Consigne -
Répondez s'il vous plaît aux questions suivantes sur le texte consacré à Eddy Merckx :
1. Quelle fonction Maurice Loiseau occupait-il dans l'équipe des « Amis de la RTBF » ?
2. En quelle année Rodrigo Beenkens est-il arrivé à la RTBF ?
3. Dans quelle station s'est tenu le championnat de ski pour anciens coureurs professionnels ?

Rapidement convaincu par les bienfaits du foot, il s’engage également avec l’équipe des « Amis de la RTBF », réservée aux journalistes et aux consultants. Ancien réalisateur de la chaîne publique, Maurice Loiseau parcourt cette époque dans les détails. « Il n’a pas décroché, il jouait pratiquement chaque semaine avec nous. Et il râlait presque à chaque fois », rembobine celui qui officiait comme arbitre volontaire de l’équipe. « Un jour, Roger Laboureur lui a shooté dedans par inadvertance. Ils ont passé toute la mi-temps à s’expliquer. Paradoxalement, je l’ai rarement vu autant détendu pendant ces bêtes matchs de vétérans que durant toute sa carrière de coureur. » Son niveau de jeu ? Les avis divergent. Selon le légendaire défenseur d’Anderlecht Georges Heylens, Eddy était au-dessus du lot avec les vétérans Mauve et Blanc – « Il ne supportait d’ailleurs pas de terminer un match sans avoir défloré la marque » – et aurait très bien pu connaître une carrière de footballeur pro. Dans les années 70, alors qu’il était un des administrateurs du RWDM, le « Cannibale » s’est parfois entraîné avec le groupe. « On voyait qu’il avait un petit quelque chose, surtout au niveau du physique, mais il n’avait pas non plus les capacités techniques pour suivre une séance entière », se souvient l’ancien buteur Jacques Teugels, qui revoit plutôt des petits shows pour la presse que de réels échanges balle au pied. Qu’importe son réel niveau, Eddy le retraité a toujours besoin de mouvement et il ne va pas se limiter aux prairies.

Pas de cadeaux

Depuis son arrivée à la RTBF en 1988, Rodrigo Beenkens s’adjoint régulièrement les services du consultant Eddy Merckx. En plus de trente ans de collaboration, la relation professionnelle s’est d’ailleurs doublée d’une franche amitié. De quoi faire découvrir au journaliste l’intense soif de sport du quintuple vainqueur du Tour de France. « À la fin des années 90, je l’ai invité au mois de janvier à une forme de championnat du monde de ski pour anciens coureurs professionnels », se rappelle Beenkens. « C’était à Combloux, une station de Haute Savoie connue du public belge pour avoir régulièrement accueilli l’équipe Lotto. Il y avait une épreuve de vitesse et une autre de slalom. Tous les champions français étaient présents – Poulidor, Darrigade, Anglade… – ainsi que quelques grands noms belges comme André Noyelle. Le ski n’était pas la spécialité d’Eddy, mais il a tout de suite voulu s’améliorer. Au bout du compte, lancé dans les descentes, il fallait y aller pour le rechercher… Il est venu plusieurs années de suite et je crois même qu’il a gagné deux-trois récompenses. » Au-delà même du cyclisme, du foot ou du ski, c’est cet incroyable esprit de compétition qui fascine. Quoi qu’il fasse, Eddy veut tout gagner : une course, un concours, un défi entre amis… c’est la marque des champions.

Données -
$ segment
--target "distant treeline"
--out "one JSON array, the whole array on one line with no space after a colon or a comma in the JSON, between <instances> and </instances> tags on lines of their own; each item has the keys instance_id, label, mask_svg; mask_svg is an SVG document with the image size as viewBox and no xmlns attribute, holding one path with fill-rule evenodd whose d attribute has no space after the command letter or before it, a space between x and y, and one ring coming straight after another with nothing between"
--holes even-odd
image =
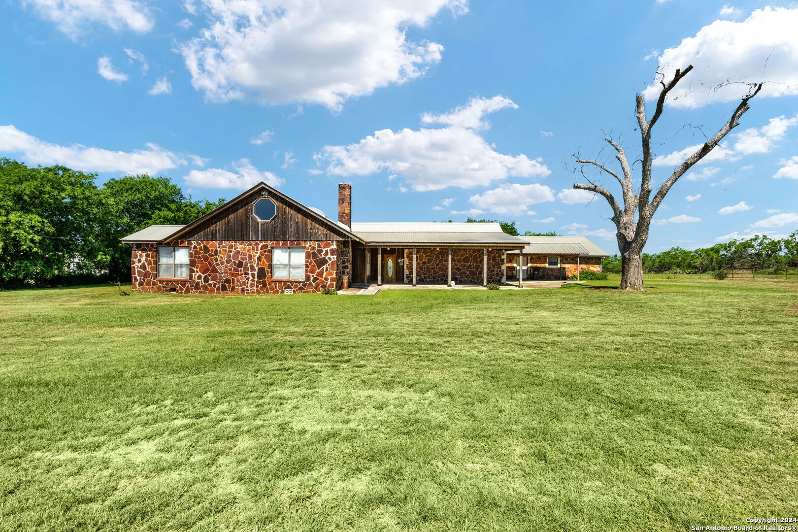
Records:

Réponse attendue -
1. Il était l'arbitre volontaire de l'équipe.
2. En 1988.
3. À Combloux, en Haute-Savoie.